Not just phishing, server side attacks can hoover up passwords all day long. Also XSS can extract passwords from password managers, etc. Passwords are dumb. The static/symmetric nature of passwords makes authentication fully transitive, where if A can be tricked into logging into system B, then an attacker on system B can use A's credentials to log in to system C. This is fundamentally broken.

We've had asymmetric authentication for nearly 30 years now, it's insane that people are still using passwords to authenticate to stuff.


> We've had asymmetric authentication for nearly 30 years now, it's insane that people are still using passwords to authenticate to stuff.

The thing is, anything but passwords is extremely challenging for non-tech users. Even SMS-based 2FA is too much for tech illiterate people.

You do not want to be the support staff for a service that has 2FA enabled. It's utter madness - people lose their 2FA devices, get them stolen, drop them in water, run over it with their cars, have them eaten by your pets (Yubikeys seem to have a particular attraction to cats and dogs as toys), forget them at home before a vacation, of course no one prints out their 2FA recovery codes... and then there are the scammers who pretend one of these events has happened and the account needs to be unlocked, or those who fell victim to a phishing scam and now 2FA is under the control of the attacker.


> The thing is, anything but passwords is extremely challenging for non-tech users.

§ Given data:
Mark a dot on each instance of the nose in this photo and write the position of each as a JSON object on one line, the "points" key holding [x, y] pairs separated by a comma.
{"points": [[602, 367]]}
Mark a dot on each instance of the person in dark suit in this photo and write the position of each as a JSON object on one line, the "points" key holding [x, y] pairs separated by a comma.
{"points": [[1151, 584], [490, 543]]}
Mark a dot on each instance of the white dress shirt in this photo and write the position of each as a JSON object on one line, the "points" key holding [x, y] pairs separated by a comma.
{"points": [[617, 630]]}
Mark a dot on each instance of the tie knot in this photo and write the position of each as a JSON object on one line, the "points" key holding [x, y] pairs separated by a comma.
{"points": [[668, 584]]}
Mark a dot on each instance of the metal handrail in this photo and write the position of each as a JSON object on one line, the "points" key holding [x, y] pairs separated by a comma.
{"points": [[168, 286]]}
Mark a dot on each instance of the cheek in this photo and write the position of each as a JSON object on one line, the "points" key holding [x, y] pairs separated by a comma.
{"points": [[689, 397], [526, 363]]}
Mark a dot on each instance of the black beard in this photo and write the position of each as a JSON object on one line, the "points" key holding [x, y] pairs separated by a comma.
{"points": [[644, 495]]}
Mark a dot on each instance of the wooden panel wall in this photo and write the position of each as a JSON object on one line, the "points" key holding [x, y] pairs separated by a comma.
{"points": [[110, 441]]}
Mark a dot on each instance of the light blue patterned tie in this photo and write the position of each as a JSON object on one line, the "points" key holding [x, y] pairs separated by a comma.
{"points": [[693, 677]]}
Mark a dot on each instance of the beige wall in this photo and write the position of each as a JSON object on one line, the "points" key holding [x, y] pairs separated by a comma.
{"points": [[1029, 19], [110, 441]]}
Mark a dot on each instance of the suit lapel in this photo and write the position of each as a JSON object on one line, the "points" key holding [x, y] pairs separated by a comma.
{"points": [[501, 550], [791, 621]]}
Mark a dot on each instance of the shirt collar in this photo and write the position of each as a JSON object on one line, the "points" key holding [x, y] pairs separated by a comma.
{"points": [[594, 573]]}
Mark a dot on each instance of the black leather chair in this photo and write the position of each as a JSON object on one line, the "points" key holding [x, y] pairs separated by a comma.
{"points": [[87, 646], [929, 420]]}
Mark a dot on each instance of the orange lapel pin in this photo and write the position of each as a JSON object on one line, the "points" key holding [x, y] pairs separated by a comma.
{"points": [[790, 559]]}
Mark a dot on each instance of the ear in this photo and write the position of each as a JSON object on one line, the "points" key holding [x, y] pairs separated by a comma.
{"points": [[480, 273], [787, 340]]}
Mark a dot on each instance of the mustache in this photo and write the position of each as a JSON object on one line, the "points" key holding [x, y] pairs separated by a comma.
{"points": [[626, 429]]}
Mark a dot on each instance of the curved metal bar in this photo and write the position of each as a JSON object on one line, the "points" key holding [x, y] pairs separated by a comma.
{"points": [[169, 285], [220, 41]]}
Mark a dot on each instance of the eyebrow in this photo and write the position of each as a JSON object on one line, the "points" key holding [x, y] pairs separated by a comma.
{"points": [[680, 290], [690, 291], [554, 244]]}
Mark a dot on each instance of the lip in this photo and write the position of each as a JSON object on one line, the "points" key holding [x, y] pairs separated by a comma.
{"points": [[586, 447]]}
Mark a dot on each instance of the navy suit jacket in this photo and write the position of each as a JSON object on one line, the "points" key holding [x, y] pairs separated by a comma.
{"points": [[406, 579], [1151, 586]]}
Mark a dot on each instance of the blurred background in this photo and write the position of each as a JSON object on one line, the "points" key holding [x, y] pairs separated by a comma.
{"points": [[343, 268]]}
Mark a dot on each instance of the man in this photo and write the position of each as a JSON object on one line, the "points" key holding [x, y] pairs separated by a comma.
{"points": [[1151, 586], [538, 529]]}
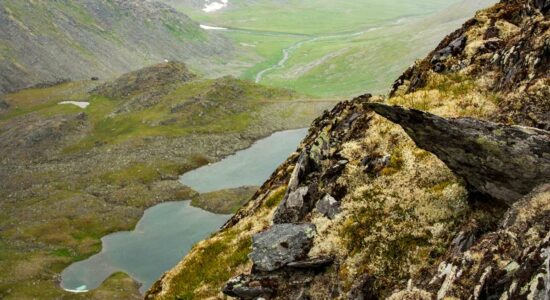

§ What you need to do:
(a) From the password discussion above the items, give again the part that opens with the words containing "Not just phishing, server" and closes with "tech illiterate people.".
(b) Render this sentence from the password discussion into German: "Even SMS-based 2FA is too much for tech illiterate people."
(c) For each statement, answer yes or no according to the password discussion, and quote the words that decide it: (i) XSS can pull passwords out of password managers. (ii) Asymmetric authentication has been available for about ten years. (iii) Most users print out their 2FA recovery codes.

§ Solutions to the problems:
(a)
Not just phishing, server side attacks can hoover up passwords all day long. Also XSS can extract passwords from password managers, etc. Passwords are dumb. The static/symmetric nature of passwords makes authentication fully transitive, where if A can be tricked into logging into system B, then an attacker on system B can use A's credentials to log in to system C. This is fundamentally broken.

We've had asymmetric authentication for nearly 30 years now, it's insane that people are still using passwords to authenticate to stuff.


> We've had asymmetric authentication for nearly 30 years now, it's insane that people are still using passwords to authenticate to stuff.

The thing is, anything but passwords is extremely challenging for non-tech users. Even SMS-based 2FA is too much for tech illiterate people.

(b) Selbst SMS-basierte 2FA ist für technisch unbedarfte Menschen zu viel.

(c)
(i) Yes: "Also XSS can extract passwords from password managers, etc."
(ii) No: "We've had asymmetric authentication for nearly 30 years now"
(iii) No: "of course no one prints out their 2FA recovery codes"